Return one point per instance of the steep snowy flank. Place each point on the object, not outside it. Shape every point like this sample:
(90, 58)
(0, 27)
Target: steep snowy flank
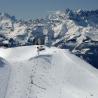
(4, 77)
(73, 30)
(53, 73)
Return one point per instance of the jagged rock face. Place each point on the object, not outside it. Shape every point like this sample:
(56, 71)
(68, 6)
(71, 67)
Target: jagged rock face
(75, 30)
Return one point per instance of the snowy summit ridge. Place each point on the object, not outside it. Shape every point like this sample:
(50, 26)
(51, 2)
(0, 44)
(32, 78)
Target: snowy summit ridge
(75, 30)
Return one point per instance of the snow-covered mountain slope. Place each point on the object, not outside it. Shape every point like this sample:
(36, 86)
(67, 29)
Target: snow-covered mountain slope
(54, 73)
(74, 30)
(4, 77)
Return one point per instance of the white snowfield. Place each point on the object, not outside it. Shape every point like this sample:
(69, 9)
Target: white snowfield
(54, 73)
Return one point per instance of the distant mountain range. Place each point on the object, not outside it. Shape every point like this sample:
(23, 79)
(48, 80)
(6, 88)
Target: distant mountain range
(74, 30)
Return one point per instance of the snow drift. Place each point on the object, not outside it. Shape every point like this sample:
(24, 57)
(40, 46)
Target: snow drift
(54, 73)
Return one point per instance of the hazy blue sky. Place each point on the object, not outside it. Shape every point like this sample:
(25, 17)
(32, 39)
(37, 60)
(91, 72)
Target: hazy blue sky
(38, 8)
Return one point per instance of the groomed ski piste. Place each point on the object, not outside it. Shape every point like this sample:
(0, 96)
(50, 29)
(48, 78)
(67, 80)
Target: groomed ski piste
(54, 73)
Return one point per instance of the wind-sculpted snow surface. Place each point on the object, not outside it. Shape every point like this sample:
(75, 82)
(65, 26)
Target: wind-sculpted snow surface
(51, 73)
(4, 77)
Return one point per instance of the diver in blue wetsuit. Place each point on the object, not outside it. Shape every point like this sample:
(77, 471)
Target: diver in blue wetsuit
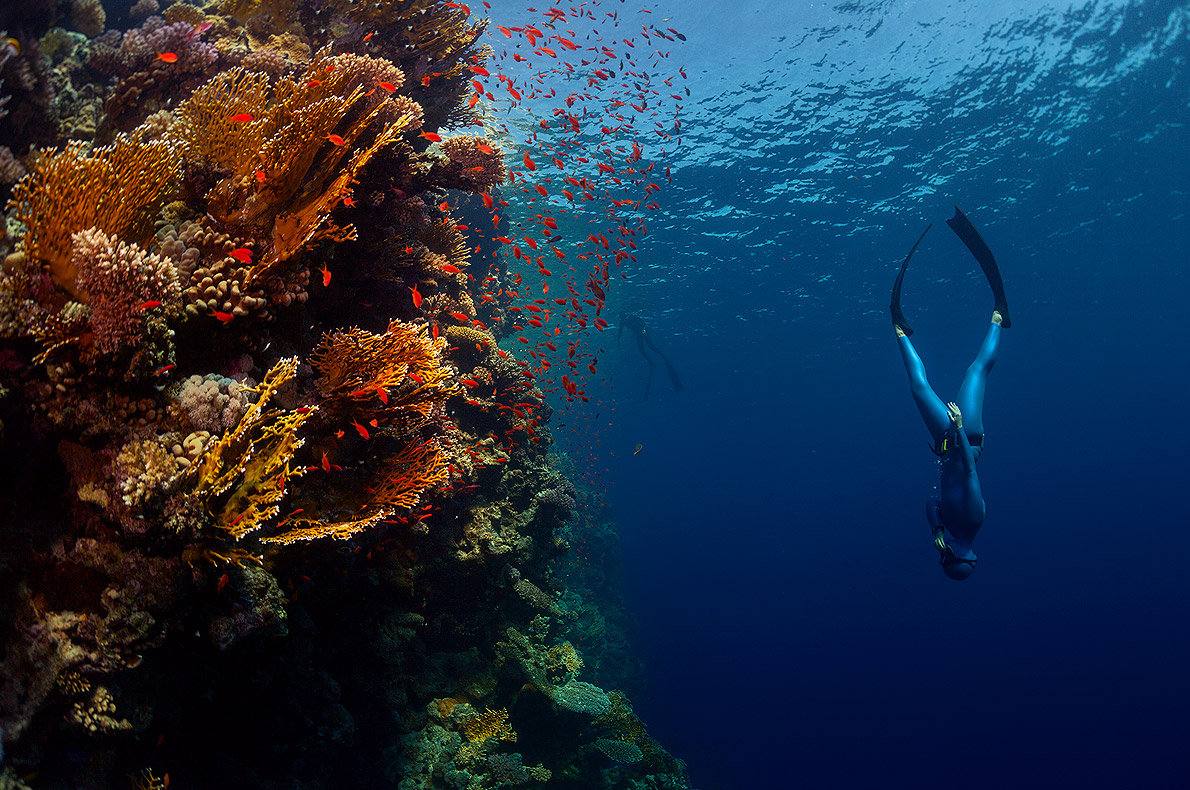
(957, 428)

::::

- Exercise objective:
Rewrite all of the items above with every occurrence of "Target" changed to "Object" and nothing else altered. Leave out the pictures.

- Result of the exercise:
Return one point per instance of the steep snowy flank. Place each point on the object, not outside it. Shape every point like this sample:
(90, 58)
(0, 27)
Object: steep snowy flank
(4, 77)
(73, 30)
(53, 73)
Return one point per instance of the jagged rock face. Place each point on the object, not outside it. Shape every point like this sample:
(56, 71)
(68, 6)
(71, 67)
Object: jagged rock face
(75, 30)
Return one point per instance of the snowy summit ridge. Place each point on the object, not outside it. Shape every point like this sample:
(50, 26)
(51, 2)
(0, 44)
(32, 78)
Object: snowy summit ridge
(75, 30)
Return one point per instance of the snow-covered mountain slope. Place each point on the object, not outside it. Shape every point like this sample:
(36, 86)
(67, 29)
Object: snow-covered mountain slope
(54, 73)
(74, 30)
(4, 77)
Return one point per instance of the white snowfield. Place each point on the object, not outside it. Shape every point like this sample:
(69, 9)
Object: white snowfield
(54, 73)
Return one point per instance of the distant mountain range. Place each point on the object, not outside it. Shape every point like this sample:
(23, 79)
(48, 80)
(6, 88)
Object: distant mountain range
(74, 30)
Return one point per instance of the snow drift. Place each point on the object, not outside it. Shape every point like this sample:
(24, 57)
(40, 46)
Object: snow drift
(54, 73)
Return one point per instance of the hazy blue sky. Place each point on the object, not outside it. Shape every point like this sample:
(25, 17)
(32, 39)
(37, 60)
(91, 72)
Object: hazy blue sky
(38, 8)
Return one point per instance of the groomed ski piste. Place each point on the object, not outside it. Shape every point like this sample:
(0, 96)
(50, 29)
(48, 78)
(67, 80)
Object: groomed ski piste
(54, 73)
Return one point per instance of the wind-sculpted snow surface. Place each point on the object, not outside it. Shape every point like this sample:
(75, 82)
(65, 26)
Object: wind-sculpted snow surface
(51, 73)
(4, 77)
Return one point per instance of the diver in blue wetsuit. Place each point on the object, not outside it. Shape every point like this sample:
(77, 471)
Object: diver in blue wetsuit
(957, 428)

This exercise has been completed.